- **WHAT THE TASK REQUIRES**: Collect every line in the rows below that contains the word "weed" and copy each one out. Case counts, so only lines with that exact capitalization qualify.

- **RAW DATA**:
★ ★ ★ ★ ★ ★ ★

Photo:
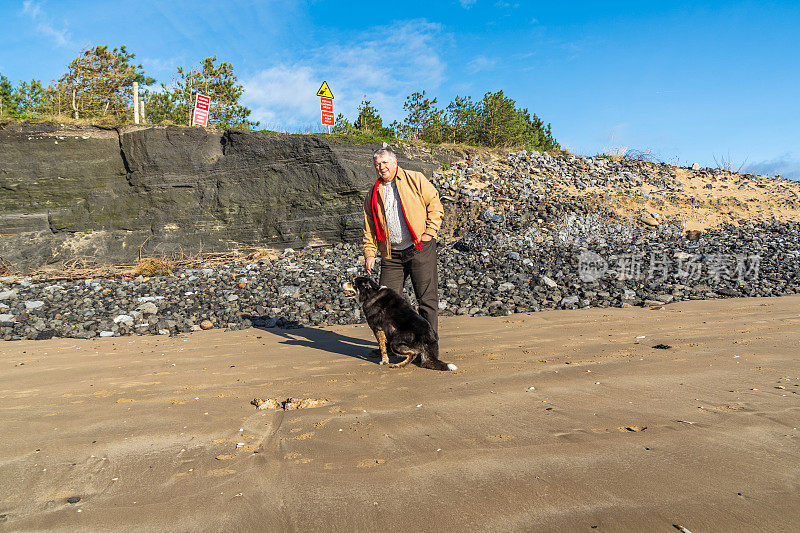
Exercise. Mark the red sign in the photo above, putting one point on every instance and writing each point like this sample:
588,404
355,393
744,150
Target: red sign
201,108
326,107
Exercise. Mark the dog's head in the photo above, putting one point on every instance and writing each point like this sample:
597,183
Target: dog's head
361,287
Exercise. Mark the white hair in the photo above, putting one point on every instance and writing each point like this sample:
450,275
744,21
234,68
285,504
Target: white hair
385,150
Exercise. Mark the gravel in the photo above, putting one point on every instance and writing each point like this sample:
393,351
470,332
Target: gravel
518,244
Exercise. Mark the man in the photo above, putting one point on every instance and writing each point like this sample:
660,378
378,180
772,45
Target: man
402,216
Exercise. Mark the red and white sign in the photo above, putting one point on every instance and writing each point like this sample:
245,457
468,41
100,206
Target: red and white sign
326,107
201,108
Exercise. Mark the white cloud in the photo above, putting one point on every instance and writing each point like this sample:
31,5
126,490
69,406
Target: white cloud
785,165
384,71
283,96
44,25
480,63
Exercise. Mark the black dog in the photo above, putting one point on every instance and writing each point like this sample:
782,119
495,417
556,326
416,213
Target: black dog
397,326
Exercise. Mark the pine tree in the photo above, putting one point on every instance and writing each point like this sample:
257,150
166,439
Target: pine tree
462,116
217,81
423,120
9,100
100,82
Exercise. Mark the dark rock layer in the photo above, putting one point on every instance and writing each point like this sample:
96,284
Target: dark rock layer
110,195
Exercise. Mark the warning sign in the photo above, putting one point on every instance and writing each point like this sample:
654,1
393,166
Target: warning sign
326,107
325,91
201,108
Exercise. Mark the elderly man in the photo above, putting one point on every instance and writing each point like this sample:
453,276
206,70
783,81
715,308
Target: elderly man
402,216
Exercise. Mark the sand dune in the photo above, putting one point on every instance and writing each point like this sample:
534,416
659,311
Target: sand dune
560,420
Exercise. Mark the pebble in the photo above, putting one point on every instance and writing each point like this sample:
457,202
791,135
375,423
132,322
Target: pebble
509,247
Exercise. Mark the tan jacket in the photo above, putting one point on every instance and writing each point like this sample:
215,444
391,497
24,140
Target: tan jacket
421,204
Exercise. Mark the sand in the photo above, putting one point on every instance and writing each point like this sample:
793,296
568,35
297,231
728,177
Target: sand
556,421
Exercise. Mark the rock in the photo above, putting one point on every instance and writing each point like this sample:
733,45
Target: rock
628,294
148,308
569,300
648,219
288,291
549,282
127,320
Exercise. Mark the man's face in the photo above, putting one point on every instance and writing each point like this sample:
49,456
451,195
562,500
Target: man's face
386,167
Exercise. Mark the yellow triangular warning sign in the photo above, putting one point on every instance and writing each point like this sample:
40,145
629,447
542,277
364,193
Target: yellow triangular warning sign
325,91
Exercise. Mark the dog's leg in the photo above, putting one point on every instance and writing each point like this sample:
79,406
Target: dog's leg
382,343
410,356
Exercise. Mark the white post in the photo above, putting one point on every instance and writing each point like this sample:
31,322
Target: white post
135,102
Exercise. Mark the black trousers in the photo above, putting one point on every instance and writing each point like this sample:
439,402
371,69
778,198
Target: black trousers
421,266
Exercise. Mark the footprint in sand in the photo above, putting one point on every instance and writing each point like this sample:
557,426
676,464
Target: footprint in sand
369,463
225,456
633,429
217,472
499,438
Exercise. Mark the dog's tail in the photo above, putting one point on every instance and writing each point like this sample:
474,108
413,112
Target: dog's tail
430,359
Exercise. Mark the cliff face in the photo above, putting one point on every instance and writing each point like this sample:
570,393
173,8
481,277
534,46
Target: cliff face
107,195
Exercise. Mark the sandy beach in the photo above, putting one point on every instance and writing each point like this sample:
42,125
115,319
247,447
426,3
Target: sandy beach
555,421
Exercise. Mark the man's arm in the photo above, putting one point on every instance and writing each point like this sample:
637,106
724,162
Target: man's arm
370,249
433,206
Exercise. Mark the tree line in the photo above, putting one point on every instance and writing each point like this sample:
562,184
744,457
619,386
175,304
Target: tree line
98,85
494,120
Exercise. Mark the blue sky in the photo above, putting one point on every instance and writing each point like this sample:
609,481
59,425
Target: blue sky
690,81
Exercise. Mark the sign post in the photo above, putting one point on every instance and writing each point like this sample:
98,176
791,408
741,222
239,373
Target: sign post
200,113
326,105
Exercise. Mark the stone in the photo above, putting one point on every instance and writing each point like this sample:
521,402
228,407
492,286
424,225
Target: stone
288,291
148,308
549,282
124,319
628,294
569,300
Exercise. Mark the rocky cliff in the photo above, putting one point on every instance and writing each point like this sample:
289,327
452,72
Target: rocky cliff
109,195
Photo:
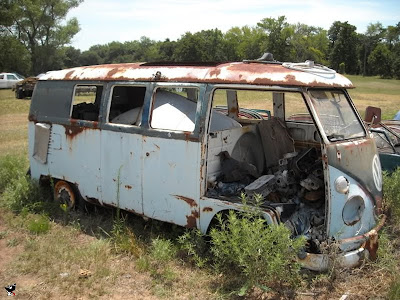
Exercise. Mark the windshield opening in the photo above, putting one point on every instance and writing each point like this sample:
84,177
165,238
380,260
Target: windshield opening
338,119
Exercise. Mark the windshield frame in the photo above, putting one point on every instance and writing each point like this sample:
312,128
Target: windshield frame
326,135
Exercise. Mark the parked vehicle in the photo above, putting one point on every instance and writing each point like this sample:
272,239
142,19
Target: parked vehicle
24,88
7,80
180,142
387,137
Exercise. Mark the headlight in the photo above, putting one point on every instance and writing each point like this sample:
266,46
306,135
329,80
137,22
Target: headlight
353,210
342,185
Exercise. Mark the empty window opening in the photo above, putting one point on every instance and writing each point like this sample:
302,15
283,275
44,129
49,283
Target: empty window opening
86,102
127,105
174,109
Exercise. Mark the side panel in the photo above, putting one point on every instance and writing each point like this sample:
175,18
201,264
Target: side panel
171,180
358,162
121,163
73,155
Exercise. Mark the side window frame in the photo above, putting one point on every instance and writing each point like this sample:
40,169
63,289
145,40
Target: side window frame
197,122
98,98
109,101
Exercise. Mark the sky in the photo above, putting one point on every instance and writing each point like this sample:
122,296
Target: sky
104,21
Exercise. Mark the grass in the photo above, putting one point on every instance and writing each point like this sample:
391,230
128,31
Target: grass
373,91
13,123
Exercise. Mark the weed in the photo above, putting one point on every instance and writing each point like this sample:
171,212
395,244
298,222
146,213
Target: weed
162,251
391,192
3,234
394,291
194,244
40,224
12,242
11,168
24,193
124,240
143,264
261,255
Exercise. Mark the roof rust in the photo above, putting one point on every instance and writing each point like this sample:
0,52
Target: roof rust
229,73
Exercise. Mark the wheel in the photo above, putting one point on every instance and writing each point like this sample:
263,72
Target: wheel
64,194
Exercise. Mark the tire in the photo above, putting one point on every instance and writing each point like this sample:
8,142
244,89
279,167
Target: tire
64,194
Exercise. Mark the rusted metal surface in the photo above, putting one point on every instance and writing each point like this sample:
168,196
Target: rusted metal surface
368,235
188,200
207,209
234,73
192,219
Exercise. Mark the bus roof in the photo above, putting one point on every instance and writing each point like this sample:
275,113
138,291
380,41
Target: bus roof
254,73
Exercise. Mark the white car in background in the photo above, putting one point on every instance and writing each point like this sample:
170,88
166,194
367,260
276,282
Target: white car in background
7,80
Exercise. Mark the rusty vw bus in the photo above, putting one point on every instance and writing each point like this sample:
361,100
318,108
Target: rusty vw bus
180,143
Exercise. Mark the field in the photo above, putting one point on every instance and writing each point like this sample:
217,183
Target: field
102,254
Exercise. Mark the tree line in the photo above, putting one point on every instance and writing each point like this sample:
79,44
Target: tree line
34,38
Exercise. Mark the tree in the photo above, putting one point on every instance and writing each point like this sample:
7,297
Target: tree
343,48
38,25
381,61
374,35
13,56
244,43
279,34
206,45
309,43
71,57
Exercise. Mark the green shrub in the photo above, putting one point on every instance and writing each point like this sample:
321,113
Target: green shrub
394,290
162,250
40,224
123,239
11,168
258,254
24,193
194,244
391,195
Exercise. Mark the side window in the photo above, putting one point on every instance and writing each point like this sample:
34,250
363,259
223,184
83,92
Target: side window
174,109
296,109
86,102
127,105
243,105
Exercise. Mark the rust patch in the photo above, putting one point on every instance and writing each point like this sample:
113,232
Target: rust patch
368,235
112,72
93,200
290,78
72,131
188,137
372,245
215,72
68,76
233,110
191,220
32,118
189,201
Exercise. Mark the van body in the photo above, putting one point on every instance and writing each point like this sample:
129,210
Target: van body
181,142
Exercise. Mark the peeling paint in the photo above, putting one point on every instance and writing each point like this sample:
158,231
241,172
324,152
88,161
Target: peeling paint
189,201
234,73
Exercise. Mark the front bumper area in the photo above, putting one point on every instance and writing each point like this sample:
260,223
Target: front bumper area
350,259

★ ★ ★ ★ ★ ★ ★

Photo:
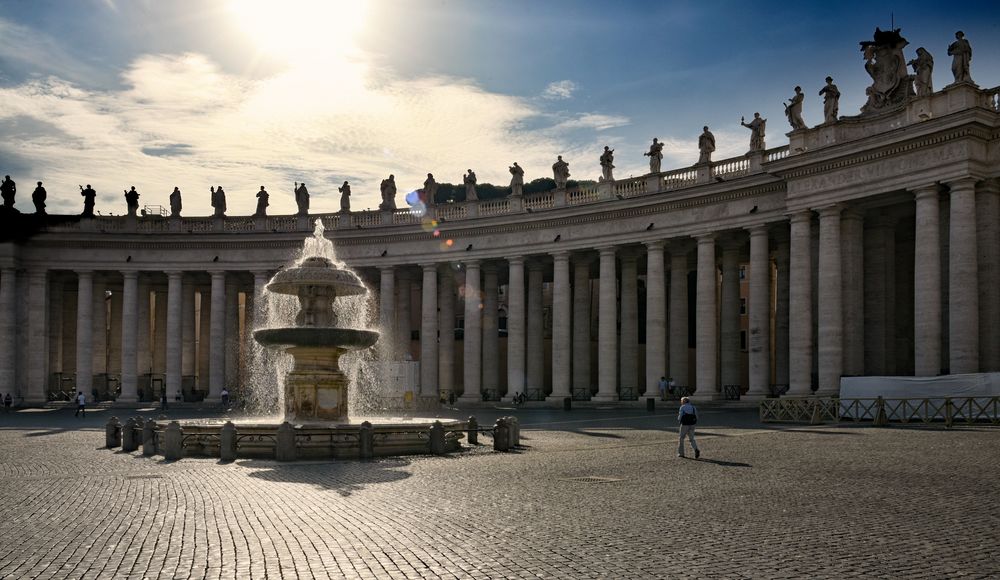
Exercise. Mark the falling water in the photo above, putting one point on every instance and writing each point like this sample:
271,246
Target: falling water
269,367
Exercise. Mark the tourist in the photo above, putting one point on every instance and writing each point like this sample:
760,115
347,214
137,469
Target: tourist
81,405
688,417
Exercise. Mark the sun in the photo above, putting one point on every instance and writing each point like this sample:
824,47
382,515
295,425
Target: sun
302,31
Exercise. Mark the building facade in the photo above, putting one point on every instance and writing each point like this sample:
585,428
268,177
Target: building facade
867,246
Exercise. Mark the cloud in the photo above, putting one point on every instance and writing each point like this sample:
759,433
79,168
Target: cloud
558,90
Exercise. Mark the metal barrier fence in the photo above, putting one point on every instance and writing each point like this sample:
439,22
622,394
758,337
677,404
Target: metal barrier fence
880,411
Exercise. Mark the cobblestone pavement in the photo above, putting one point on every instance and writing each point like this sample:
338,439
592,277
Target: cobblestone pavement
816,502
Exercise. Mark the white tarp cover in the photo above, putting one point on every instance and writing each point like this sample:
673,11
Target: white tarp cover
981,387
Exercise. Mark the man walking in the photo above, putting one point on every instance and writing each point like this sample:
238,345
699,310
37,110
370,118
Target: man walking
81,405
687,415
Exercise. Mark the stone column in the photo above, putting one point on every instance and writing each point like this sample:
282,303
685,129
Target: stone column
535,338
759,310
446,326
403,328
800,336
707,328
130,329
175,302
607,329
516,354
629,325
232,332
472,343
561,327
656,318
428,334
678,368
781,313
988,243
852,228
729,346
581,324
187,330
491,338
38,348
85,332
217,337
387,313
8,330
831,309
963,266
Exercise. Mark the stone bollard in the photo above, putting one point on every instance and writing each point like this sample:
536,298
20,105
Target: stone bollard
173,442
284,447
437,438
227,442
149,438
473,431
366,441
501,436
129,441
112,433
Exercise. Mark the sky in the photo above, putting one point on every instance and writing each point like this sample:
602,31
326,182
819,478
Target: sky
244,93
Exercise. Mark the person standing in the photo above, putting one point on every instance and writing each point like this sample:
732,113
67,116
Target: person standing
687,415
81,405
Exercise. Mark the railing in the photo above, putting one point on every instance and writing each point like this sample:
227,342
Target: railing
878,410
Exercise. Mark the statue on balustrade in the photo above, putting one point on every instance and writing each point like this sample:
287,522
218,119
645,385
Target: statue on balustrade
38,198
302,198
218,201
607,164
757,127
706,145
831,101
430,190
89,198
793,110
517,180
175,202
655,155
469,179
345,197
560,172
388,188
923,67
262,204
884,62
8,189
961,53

★ ★ ★ ★ ★ ★ ★

- **EXERCISE RESPONSE**:
Exercise. Mark the weed in the photo above, putting one point on every instance and writing each point like this sample:
Target: weed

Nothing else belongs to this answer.